> Extracted entries:
"""
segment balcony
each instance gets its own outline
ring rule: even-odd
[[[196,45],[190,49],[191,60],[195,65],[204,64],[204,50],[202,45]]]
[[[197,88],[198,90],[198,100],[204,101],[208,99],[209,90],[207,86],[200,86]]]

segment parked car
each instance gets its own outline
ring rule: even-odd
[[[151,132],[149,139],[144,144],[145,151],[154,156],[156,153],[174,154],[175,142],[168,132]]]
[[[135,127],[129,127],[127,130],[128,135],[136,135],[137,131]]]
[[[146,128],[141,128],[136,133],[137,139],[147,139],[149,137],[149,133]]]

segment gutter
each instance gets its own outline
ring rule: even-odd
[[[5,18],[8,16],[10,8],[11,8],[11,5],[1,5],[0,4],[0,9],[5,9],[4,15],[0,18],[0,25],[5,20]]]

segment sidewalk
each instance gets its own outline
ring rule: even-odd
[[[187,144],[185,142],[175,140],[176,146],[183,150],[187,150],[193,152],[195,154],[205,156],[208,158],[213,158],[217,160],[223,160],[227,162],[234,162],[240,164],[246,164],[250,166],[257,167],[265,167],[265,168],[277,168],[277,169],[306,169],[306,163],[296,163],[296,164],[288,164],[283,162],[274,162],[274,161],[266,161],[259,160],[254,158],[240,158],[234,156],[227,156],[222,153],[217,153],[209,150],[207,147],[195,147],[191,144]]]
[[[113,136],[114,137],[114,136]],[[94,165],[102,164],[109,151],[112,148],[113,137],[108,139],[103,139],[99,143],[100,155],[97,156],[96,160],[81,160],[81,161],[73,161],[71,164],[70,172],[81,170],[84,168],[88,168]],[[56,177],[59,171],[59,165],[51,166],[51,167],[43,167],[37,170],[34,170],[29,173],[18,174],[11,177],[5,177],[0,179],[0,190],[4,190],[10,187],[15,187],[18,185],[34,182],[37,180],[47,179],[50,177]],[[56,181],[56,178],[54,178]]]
"""
"""
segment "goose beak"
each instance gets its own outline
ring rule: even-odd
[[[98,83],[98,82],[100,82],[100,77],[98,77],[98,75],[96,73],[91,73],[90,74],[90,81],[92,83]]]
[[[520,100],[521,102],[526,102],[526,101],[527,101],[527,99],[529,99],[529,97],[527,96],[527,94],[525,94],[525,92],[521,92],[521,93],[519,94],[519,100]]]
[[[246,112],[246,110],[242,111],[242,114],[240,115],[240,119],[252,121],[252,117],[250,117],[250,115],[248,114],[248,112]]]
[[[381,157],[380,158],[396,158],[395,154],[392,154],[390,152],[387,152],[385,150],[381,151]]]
"""
"""
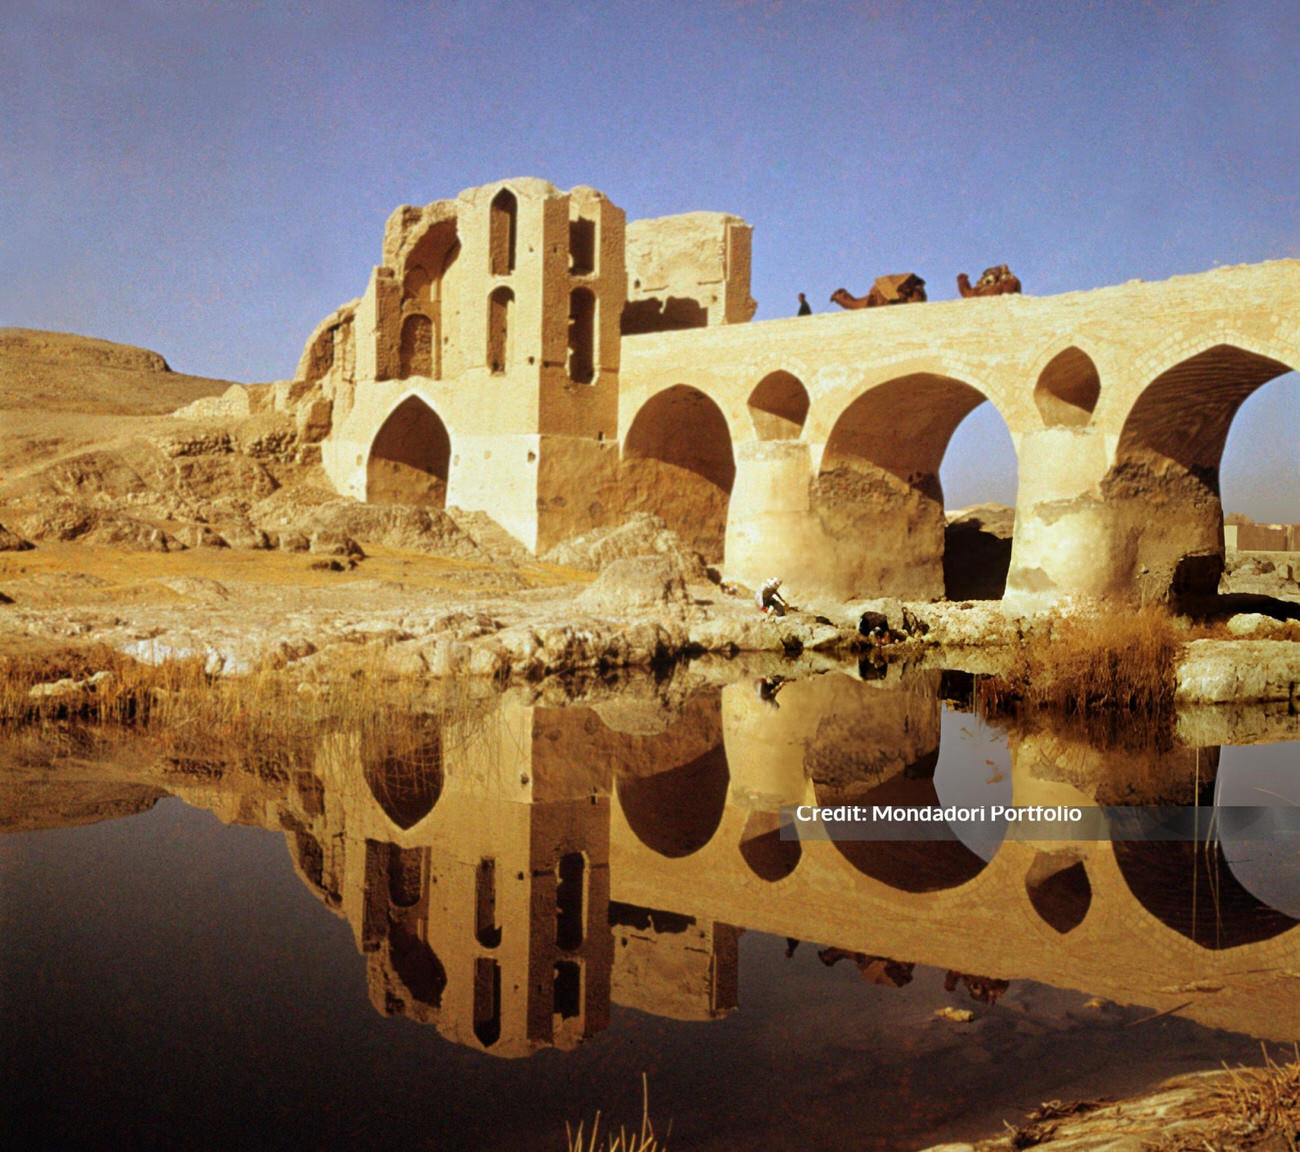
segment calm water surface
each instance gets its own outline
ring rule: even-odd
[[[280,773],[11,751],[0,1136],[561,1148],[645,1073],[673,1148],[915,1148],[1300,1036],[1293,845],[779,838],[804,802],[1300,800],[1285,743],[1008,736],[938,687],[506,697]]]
"""
> Directions:
If a line in the listing holds the word "segment", copy it out.

> Output for this task:
segment balcony
segment parked car
segment gutter
segment sidewalk
segment "goose beak"
segment calm water surface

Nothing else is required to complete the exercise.